__THE REQUEST__: Write out the whole listing exactly as it stands.

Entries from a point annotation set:
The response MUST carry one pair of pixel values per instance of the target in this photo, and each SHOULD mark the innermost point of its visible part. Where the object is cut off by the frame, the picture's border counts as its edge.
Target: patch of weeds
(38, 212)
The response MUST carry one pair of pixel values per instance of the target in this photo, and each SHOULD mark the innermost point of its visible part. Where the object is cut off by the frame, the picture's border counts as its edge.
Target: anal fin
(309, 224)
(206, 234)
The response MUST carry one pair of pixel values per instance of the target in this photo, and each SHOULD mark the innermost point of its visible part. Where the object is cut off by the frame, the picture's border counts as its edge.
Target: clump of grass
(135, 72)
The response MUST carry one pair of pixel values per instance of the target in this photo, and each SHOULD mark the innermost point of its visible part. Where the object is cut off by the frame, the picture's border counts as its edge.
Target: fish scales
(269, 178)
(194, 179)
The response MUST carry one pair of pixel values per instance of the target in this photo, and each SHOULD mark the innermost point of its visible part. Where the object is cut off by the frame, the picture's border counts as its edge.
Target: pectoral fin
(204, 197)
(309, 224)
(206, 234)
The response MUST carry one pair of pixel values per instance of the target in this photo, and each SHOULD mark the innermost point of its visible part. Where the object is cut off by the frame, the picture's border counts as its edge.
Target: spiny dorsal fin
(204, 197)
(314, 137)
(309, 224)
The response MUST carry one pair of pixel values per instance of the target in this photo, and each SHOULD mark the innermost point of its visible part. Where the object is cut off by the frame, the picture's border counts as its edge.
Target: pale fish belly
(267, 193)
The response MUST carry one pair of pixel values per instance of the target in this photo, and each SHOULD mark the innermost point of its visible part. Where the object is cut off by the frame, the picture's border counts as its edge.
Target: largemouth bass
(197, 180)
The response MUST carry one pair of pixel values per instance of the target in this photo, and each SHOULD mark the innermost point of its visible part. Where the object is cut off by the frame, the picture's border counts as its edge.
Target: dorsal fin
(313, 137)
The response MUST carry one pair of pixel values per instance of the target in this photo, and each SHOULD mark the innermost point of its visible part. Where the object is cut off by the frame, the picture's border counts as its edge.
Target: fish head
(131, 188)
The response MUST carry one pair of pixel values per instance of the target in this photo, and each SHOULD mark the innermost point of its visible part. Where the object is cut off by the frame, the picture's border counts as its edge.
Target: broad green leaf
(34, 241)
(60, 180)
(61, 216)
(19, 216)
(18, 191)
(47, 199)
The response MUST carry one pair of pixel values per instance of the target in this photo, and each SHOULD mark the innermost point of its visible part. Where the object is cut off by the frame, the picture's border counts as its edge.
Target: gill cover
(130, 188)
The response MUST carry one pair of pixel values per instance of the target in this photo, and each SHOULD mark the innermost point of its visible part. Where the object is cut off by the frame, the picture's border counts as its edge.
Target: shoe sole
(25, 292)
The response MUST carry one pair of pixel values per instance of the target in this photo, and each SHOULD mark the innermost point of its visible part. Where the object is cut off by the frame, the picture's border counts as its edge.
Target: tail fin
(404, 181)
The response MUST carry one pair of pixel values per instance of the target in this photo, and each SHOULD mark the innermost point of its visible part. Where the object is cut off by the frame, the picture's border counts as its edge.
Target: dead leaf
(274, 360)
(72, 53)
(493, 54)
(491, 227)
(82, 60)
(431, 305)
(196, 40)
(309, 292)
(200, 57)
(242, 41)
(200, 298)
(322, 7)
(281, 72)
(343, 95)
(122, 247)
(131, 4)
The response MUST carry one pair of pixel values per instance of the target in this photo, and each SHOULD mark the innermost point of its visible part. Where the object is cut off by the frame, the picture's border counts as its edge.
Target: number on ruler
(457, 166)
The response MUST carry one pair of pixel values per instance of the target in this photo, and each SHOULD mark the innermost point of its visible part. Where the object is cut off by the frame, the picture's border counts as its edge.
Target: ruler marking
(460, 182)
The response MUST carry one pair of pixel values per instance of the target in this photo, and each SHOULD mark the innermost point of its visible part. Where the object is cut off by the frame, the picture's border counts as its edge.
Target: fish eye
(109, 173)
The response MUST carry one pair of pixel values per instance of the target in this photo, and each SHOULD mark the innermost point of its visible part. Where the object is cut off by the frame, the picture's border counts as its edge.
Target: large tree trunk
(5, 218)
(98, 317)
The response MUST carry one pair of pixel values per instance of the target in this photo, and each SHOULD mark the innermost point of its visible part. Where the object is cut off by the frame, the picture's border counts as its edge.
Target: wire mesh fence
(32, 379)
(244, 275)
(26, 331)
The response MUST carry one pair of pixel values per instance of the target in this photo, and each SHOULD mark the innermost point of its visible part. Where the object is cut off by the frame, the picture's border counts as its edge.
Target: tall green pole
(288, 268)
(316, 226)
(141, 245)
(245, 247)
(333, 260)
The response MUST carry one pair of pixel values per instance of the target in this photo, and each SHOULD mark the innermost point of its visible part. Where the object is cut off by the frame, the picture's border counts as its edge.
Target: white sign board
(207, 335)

__SOLVED PROBLEM__:
The response MUST carry one pair of pixel values per instance of the target in this photo, and each SHOULD mark the innermost point of its visible part. Where the object is cut off by the frame, the picture's border counts as its edge.
Target: patch of weeds
(38, 212)
The response MUST carry one pair of pixel values per instance of the target in this photo, and each SHOULD mark the innermost point of its visible part. Where the object is cut off by the frame, the picture's border counts as its edge.
Target: anal fin
(309, 224)
(206, 234)
The response MUST carry one pair of pixel values per instance of the target in this photo, and each SHOULD mark the innermost point of its visible part. Where the object is cut off by the frame, the picture's border counts as its edge.
Target: clump of grass
(135, 72)
The response MUST carry one pair of pixel values per instance of the target in this photo, and each SHOULD mark the innermost point of its visible part. Where the object is cut off by the frame, the picture's border counts as its edge.
Target: fish scales
(269, 178)
(194, 179)
The response MUST carry one pair of pixel values per instance of the target in this photo, and each SHOULD mark the innermost point of its visible part. Where the object is cut off by the frame, the picture's border counts as its edge.
Target: pectoral fin
(204, 197)
(309, 224)
(206, 234)
The response MUST carry one pair of pixel values per instance of the target in this photo, and each SHOULD mark the innermost point of its visible part. Where the object is cut off by the frame, the picture's border counts as its edge.
Target: spiny dorsal fin
(204, 197)
(314, 137)
(309, 224)
The response MUST carry one pair of pixel values per instance of the target in this photo, and each SHOULD mark the innermost point of its visible part. Where the object is cut off by the frame, the picture's border counts as its edge.
Target: pale fish belly
(267, 193)
The response MUST carry one pair of pixel values per instance of the target in this photo, and each SHOULD mark the innermost point of its visible part. Where the object is cut off by the frame, the picture's border counts as its edge.
Target: largemouth bass
(197, 180)
The response MUST carry one pair of pixel values per instance of the target in this photo, and each SHOULD mark the innermost point of its visible part. Where the object is cut off by the frame, the picture's border counts as its edge.
Target: dorsal fin
(313, 137)
The response MUST carry one pair of pixel values per instance of the target in this photo, and each SHOULD mark the innermost point of its visible part. Where the object is cut off by the frame, the picture's border counts as its edge.
Target: fish head
(131, 188)
The response MUST carry one pair of pixel values per instance of the target in this photo, and each SHOULD mark the innermost point of its visible part. Where the object is cut off by the frame, the picture's border counts as its edge.
Target: broad green leaf
(34, 241)
(60, 180)
(61, 216)
(19, 216)
(18, 191)
(47, 199)
The response MUST carry one pair of pixel values per instance of the target in this photo, and each SHOULD mark the innermost point of its visible part. Where the object is cut off by the frame, the picture's border counts as its edge.
Target: gill cover
(130, 188)
The response MUST carry one pair of pixel values per instance of the target in this photo, and each SHOULD mark the innermost point of its visible part. Where the object is cut off by the frame, the picture's border counts as its edge.
Target: shoe sole
(25, 292)
The response MUST carry one pair of pixel values per instance of the target in this photo, and each SHOULD mark the innermost point of its visible part. Where the object is cut off by the frame, the picture's border counts as its edge.
Target: tail fin
(404, 181)
The response MUST carry one pair of pixel values per instance of the target in this photo, and each SHOULD mark the innermost point of its visible part. Where the object is cut off by the frame, the picture's border counts as its edge.
Target: dead leaf
(274, 360)
(72, 53)
(493, 54)
(491, 227)
(82, 60)
(431, 305)
(196, 40)
(309, 292)
(200, 57)
(242, 41)
(200, 298)
(322, 7)
(281, 72)
(343, 95)
(122, 247)
(131, 4)
The response MUST carry one pair of pixel values per instance of the target in this photo, and each SHOULD mark the innermost point of its visible part. Where the object is cut off by the frame, the picture's border counts as its edge.
Target: number on ruler
(457, 166)
The response MUST carry one pair of pixel values per instance of the target in this photo, and each SHOULD mark the innermost point of its visible part. Where the object is cut off by the frame, the picture's border counts as its edge.
Target: ruler marking
(460, 182)
The response MUST carry one pair of pixel values per instance of the target in this photo, and each SHOULD mark the innermost point of its visible part. Where the object is cut off by the frame, the picture's border counts as its edge.
Target: fish eye
(109, 173)
The response MUST carry one pair of pixel values per instance of the target in this photo, and each SHOULD mark the innermost point of its visible part. Where the object is cut off by the frame, the picture's border counts as its edge.
Target: large tree trunk
(5, 218)
(98, 317)
The response MUST carry one pair of pixel values per instance of the target in this photo, and each SHOULD mark the innermost point of its visible part. Where the object is cut off by the frame, the picture's border counts as its edge.
Target: wire mesh fence
(32, 379)
(244, 275)
(26, 331)
The response MUST carry one pair of pixel values per instance of the target in this photo, and each SHOULD mark the innermost point of its visible part. Where the object is cut off by the frame, the picture's border counts as its edge.
Target: tall green pole
(288, 268)
(316, 226)
(141, 245)
(245, 247)
(333, 260)
The response MUST carry one pair of pixel values per instance of the target in this photo, and each SHOULD mark the innermost point of its visible part. Where the object is cut off by the frame, the picture's border counts as its edge.
Target: white sign board
(207, 335)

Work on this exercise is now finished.